Materials provided -
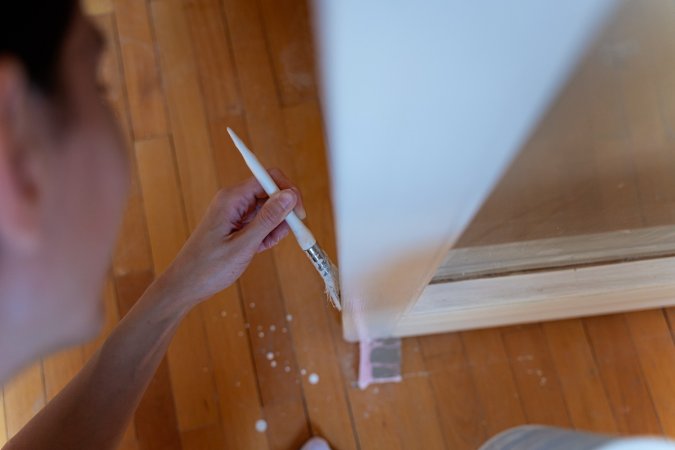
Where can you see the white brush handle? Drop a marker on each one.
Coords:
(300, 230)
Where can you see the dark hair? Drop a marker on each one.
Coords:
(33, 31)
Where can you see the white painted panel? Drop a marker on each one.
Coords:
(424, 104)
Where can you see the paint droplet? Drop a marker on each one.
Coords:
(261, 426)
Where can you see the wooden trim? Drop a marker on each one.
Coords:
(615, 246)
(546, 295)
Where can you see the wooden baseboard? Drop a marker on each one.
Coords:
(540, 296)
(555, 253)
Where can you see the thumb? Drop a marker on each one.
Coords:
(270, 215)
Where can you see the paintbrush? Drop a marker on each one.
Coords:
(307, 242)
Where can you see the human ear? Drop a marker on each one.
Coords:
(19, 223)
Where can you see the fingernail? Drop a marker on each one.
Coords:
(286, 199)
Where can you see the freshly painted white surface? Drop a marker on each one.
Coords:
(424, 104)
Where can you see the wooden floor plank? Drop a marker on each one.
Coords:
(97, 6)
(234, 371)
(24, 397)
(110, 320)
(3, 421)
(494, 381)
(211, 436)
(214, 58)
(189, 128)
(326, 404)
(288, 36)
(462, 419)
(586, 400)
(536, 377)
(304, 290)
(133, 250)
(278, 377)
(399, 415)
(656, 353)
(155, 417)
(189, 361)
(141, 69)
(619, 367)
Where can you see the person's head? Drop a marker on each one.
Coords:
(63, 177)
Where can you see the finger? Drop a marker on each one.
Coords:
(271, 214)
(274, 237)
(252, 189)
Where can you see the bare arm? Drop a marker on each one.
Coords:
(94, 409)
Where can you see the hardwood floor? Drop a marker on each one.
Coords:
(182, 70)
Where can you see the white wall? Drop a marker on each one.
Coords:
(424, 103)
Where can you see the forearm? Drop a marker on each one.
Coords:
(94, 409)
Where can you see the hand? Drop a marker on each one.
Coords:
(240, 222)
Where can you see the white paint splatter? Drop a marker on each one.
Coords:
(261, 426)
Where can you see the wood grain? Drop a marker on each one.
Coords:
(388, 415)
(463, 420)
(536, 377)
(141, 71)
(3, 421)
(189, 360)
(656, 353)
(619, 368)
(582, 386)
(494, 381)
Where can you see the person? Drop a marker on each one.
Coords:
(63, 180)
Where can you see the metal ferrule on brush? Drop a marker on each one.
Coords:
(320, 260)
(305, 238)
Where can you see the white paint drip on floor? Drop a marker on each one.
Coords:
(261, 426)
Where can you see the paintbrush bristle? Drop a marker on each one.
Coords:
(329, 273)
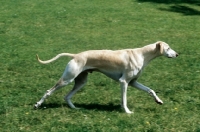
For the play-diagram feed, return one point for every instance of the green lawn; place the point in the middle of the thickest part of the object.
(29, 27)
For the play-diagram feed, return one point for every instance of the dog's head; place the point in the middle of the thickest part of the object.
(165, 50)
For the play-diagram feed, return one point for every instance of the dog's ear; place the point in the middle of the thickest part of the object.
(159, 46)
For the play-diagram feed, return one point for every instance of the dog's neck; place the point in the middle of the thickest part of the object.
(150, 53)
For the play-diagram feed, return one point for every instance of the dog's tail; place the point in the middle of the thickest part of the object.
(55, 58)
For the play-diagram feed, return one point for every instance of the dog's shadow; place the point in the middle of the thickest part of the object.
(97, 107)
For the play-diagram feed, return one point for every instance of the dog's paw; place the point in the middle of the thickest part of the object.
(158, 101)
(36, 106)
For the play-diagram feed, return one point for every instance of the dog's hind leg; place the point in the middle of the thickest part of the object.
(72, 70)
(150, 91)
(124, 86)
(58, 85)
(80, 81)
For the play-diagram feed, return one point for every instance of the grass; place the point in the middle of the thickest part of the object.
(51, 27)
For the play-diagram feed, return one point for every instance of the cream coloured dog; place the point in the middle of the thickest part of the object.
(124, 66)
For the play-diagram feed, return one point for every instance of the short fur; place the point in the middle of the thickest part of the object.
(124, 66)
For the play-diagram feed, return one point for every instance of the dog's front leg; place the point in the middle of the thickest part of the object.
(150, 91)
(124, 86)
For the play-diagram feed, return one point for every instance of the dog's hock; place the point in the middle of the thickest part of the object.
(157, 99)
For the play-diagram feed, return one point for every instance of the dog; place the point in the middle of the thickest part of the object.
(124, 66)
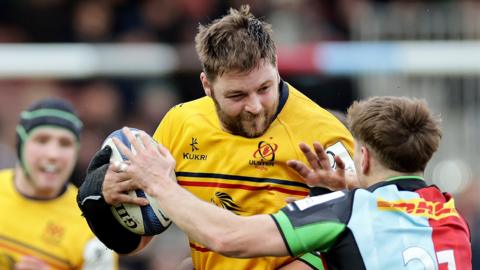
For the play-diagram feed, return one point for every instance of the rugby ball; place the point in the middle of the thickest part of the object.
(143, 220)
--
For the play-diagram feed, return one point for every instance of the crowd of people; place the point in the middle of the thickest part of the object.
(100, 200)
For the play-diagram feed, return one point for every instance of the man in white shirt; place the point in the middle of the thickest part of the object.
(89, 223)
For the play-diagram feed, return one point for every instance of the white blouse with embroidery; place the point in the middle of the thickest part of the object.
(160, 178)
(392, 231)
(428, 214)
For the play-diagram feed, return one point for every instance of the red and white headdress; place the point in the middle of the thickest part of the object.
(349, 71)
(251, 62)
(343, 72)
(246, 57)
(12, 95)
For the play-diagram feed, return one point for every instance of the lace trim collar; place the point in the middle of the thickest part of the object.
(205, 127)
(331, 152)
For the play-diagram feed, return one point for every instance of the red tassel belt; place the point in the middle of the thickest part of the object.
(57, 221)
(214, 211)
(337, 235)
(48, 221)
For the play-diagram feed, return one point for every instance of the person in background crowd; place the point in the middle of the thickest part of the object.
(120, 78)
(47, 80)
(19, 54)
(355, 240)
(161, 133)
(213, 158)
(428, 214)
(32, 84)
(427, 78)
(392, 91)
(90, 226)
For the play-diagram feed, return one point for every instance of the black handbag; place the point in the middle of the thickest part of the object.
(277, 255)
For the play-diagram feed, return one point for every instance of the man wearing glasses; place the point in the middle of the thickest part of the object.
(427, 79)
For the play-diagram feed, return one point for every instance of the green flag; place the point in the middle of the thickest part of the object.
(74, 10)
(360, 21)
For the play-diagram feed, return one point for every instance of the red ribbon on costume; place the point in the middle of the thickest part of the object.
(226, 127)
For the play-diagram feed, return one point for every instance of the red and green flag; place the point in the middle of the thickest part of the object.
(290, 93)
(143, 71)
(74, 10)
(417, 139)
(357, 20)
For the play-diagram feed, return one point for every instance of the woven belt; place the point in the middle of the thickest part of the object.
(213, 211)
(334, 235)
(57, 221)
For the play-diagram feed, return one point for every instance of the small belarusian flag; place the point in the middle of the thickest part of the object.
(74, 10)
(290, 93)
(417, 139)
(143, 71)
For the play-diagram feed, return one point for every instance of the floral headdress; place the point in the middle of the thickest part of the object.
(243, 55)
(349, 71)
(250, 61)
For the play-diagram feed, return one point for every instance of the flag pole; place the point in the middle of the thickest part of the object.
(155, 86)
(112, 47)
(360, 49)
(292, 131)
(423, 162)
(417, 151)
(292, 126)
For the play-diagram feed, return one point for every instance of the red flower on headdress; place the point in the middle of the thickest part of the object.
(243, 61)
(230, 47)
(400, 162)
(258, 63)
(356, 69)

Work order - Pull out all lines of the data with the string "paintbrush".

Solution for this problem -
Where can you see the paintbrush? Drop a marker on each one.
Where can you see the paintbrush bristle? Drop a marker on each one.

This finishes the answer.